• _Your goal_:
Count the lines of the listing below that contain the string "ferris", matching case exactly. Reply with the number alone.

• _The input_:
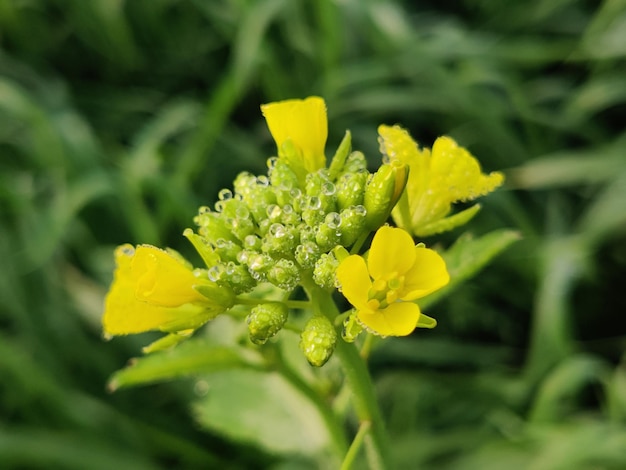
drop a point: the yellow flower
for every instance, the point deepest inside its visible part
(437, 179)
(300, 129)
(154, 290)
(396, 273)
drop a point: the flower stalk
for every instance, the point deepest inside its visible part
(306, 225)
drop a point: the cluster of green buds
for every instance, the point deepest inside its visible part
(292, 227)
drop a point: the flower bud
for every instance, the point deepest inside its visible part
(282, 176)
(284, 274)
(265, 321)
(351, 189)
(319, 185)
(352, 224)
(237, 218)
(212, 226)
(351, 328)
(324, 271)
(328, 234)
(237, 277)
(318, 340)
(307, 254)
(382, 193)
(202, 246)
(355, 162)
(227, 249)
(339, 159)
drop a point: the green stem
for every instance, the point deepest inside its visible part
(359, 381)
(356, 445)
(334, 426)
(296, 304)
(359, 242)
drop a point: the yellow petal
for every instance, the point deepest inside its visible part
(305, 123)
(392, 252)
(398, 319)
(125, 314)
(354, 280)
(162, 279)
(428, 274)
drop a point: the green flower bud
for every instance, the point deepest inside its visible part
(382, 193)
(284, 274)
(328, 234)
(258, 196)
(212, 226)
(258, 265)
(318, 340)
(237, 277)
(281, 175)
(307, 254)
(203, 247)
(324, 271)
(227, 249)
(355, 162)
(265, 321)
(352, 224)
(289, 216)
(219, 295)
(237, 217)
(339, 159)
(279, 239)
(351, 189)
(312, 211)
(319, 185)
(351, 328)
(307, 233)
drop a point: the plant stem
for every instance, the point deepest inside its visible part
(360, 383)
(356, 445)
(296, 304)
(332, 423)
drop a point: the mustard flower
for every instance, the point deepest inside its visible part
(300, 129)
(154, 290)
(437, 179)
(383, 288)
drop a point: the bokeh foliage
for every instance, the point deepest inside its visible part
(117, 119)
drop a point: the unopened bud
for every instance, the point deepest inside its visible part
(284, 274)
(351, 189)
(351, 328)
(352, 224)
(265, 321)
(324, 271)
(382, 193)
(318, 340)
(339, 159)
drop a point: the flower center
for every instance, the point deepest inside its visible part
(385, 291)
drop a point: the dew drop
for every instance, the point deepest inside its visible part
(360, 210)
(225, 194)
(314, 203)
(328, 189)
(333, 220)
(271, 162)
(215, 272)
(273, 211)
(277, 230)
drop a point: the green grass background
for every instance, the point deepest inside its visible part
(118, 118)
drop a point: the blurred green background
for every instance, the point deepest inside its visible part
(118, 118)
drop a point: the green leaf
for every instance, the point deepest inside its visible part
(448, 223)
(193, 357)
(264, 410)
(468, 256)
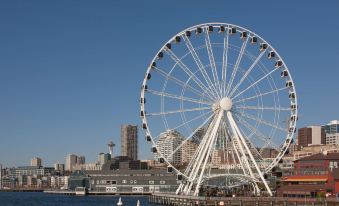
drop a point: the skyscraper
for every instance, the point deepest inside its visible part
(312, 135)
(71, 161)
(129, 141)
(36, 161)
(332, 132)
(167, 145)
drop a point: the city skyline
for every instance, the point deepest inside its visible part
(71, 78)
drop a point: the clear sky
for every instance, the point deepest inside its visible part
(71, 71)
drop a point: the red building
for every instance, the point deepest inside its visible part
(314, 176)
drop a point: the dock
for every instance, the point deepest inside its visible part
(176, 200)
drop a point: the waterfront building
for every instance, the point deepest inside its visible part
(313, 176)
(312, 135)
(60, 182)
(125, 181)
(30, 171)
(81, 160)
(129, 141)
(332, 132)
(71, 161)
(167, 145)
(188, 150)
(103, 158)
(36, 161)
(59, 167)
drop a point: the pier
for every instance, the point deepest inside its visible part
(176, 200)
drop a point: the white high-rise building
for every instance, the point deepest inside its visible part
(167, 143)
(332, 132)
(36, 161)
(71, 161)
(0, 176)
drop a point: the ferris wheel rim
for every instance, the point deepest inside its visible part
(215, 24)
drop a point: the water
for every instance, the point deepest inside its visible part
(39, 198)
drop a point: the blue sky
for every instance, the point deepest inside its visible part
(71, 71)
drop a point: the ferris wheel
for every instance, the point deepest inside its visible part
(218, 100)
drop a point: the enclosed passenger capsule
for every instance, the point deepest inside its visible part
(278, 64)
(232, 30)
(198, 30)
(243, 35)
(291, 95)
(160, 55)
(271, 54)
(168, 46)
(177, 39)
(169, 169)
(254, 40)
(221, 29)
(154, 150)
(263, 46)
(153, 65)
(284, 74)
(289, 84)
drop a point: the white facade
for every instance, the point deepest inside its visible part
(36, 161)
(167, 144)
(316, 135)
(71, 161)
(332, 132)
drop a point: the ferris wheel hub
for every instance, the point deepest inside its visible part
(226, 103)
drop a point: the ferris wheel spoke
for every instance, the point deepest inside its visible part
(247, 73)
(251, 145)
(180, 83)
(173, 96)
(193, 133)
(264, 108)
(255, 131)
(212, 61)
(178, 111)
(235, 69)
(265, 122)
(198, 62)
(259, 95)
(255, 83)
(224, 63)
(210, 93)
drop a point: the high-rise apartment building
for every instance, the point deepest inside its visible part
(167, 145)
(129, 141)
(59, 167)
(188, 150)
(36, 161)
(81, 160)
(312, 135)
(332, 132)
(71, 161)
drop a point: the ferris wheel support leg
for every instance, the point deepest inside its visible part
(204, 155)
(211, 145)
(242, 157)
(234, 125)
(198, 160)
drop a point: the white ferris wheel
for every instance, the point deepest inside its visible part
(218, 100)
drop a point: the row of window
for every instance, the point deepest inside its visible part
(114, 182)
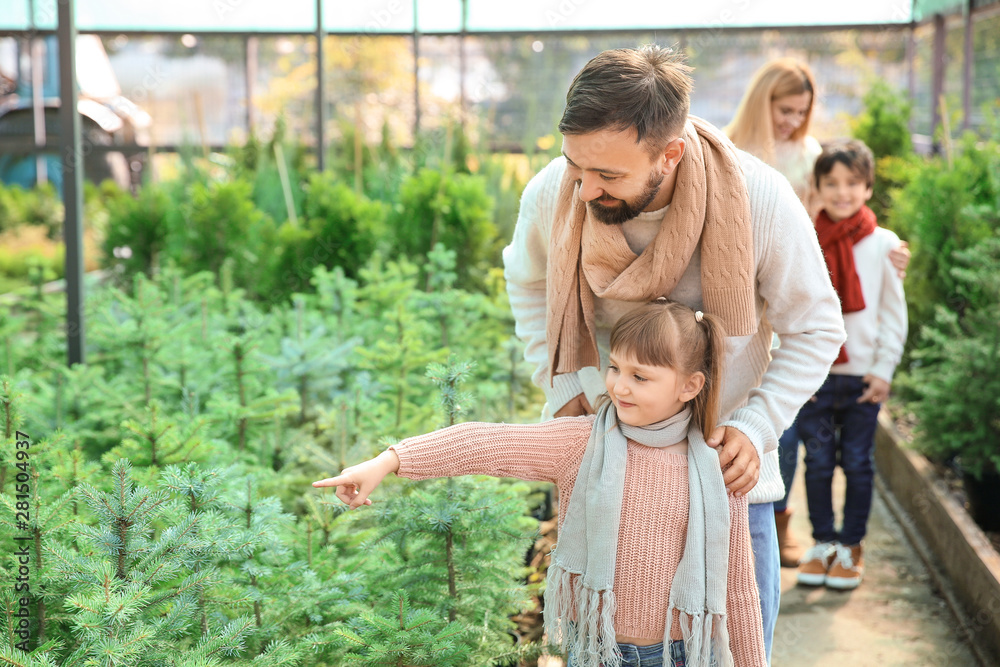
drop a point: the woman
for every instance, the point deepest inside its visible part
---
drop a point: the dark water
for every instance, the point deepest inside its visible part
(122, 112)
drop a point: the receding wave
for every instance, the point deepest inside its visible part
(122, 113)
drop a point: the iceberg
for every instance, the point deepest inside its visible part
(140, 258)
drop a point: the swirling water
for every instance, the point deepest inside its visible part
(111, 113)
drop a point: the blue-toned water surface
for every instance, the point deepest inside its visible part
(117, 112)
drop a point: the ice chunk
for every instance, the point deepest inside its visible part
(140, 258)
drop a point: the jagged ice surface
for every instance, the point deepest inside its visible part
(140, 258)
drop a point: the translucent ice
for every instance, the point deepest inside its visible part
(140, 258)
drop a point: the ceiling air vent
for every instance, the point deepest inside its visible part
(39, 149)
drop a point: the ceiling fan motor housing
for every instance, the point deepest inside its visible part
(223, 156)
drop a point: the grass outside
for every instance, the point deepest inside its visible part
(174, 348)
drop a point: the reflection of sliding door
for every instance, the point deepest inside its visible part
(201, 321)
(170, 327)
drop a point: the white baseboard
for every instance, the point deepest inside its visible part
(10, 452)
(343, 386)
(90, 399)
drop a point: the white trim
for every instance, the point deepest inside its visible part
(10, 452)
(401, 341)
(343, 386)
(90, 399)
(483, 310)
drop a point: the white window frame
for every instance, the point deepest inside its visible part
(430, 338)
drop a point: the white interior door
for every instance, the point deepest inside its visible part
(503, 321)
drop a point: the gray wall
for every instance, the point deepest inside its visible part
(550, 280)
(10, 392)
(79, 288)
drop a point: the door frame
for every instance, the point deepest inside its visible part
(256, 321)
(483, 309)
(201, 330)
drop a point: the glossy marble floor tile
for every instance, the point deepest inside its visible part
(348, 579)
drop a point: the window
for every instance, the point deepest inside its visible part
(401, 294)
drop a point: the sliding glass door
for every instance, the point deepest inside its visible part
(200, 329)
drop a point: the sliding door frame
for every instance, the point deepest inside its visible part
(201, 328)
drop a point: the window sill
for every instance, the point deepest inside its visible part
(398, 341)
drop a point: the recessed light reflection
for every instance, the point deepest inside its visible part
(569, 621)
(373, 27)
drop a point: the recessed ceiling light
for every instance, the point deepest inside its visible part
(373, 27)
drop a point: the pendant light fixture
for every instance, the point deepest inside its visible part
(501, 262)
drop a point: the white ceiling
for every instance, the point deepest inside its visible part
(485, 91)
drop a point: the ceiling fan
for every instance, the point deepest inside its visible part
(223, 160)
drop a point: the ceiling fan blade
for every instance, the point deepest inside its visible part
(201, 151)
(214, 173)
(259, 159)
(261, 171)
...
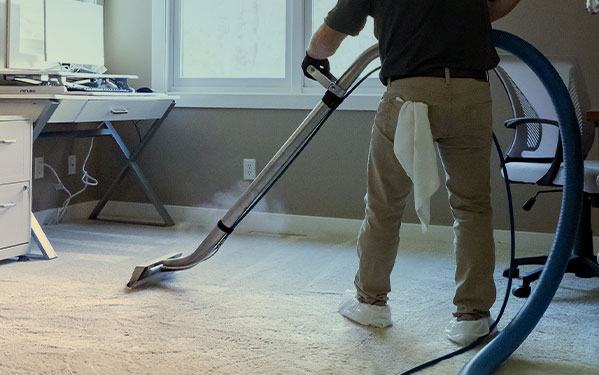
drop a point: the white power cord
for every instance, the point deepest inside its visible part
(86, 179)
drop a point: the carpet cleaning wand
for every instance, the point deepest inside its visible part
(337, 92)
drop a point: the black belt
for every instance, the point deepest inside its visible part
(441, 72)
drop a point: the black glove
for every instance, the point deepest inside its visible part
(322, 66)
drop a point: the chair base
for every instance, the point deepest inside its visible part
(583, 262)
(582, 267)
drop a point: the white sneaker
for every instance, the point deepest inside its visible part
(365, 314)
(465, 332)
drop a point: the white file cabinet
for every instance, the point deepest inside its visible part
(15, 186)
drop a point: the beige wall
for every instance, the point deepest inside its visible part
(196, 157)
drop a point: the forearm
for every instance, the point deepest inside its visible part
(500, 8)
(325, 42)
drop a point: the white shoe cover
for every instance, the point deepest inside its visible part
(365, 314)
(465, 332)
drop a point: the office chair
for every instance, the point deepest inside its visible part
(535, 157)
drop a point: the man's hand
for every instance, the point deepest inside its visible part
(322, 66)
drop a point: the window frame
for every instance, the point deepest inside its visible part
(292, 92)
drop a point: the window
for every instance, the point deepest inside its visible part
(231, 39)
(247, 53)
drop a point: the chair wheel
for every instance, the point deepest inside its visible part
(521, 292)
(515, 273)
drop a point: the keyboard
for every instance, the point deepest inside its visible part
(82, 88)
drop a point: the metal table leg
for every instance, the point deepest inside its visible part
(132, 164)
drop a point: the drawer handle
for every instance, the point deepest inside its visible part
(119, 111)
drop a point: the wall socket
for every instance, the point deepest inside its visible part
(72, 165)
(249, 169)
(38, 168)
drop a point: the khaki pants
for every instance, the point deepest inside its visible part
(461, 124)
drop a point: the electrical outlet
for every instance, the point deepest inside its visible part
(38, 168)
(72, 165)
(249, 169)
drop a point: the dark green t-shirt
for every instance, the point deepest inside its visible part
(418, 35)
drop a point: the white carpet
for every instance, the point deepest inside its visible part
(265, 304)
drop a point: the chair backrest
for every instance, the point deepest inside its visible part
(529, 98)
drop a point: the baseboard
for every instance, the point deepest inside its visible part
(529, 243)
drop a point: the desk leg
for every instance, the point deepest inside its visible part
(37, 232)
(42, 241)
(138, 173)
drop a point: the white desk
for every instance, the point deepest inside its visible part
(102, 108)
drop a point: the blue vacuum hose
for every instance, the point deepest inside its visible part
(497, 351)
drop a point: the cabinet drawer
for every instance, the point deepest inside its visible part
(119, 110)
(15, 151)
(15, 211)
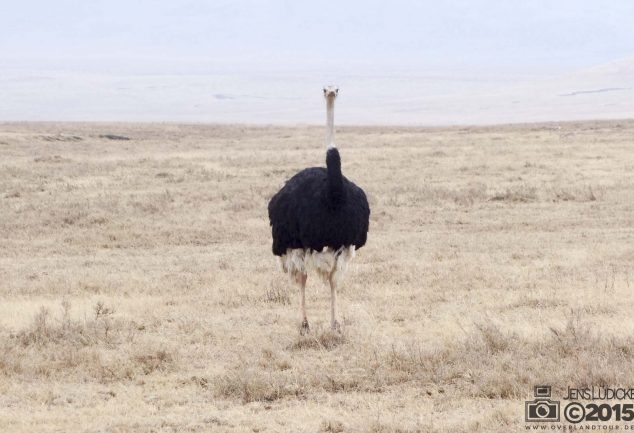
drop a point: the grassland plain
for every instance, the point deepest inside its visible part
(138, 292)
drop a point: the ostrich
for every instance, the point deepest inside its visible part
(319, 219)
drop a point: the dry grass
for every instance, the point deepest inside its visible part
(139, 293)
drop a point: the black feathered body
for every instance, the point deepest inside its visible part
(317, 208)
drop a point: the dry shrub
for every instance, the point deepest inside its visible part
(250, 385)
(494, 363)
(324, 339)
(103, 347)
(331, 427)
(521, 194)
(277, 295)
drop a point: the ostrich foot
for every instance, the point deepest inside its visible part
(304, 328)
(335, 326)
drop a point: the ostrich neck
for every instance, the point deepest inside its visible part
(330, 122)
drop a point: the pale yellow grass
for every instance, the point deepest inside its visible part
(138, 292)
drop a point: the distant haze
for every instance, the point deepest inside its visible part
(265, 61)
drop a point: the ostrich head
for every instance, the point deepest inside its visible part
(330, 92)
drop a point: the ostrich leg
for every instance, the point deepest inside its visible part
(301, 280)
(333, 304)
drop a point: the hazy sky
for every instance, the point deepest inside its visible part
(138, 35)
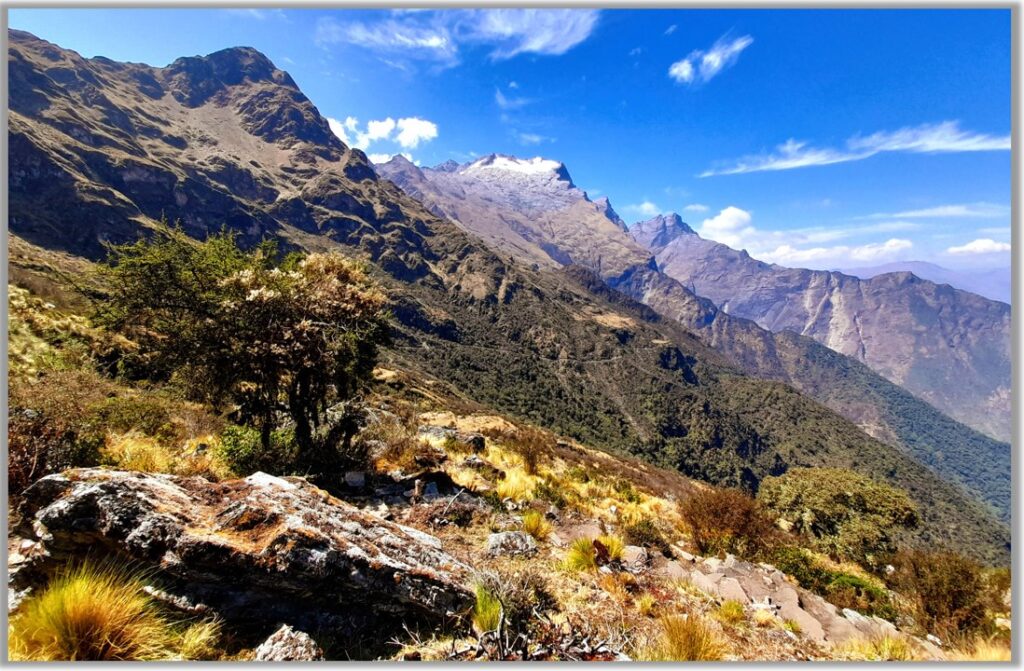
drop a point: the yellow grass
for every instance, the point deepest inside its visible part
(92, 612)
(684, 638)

• _The result_:
6